(begin)

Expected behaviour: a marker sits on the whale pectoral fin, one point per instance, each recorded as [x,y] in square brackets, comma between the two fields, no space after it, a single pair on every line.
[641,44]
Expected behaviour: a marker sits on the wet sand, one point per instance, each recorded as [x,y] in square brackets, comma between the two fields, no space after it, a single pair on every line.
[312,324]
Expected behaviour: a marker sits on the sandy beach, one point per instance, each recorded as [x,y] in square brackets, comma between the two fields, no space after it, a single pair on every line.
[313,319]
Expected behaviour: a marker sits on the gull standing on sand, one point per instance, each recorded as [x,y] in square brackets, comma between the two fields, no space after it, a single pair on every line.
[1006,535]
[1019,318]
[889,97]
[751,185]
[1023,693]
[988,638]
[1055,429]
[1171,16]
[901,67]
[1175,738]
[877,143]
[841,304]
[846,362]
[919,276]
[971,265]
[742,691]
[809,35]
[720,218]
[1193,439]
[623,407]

(end)

TASK DETAILS =>
Please write out all of the records above again, line by line. Keep the text lines unchanged, and scale each coordinate pair by multiplying both numbers by 2.45 and rounding to the nearest whole number, with halves rounded up.

PROBLEM SOLUTION =>
Expected behaviour: a marker sits on the whale pectoral fin, one point per instance, each recorded as [x,y] in square brackets, comma between the two fields, no space after it, a single pair on every line.
[1570,108]
Expected behaviour: a marker sits on the wet sand, one point per instance, each recorded as [x,y] in square brackets, comma between the two fields, no space after it, a single pair on every line.
[764,794]
Expected behaviour: a marker sits on the sandy beach, one point per instance, each recorded as [x,y] in square brackets, comma between the two fields, no space after it, a single pair on every line.
[767,782]
Expected behaviour: a marker sits on the gull standing on sand, one point per instance, each recorded as [x,y] in square brackets, comma between the two fields, no space after it, a single pair on every line.
[2465,1311]
[2497,779]
[2178,238]
[1840,453]
[2506,1698]
[2421,1563]
[2585,1051]
[2869,39]
[2207,164]
[2879,1808]
[2149,350]
[2060,745]
[2073,887]
[2252,676]
[2379,649]
[1818,1693]
[1982,86]
[1764,534]
[2923,1076]
[1526,997]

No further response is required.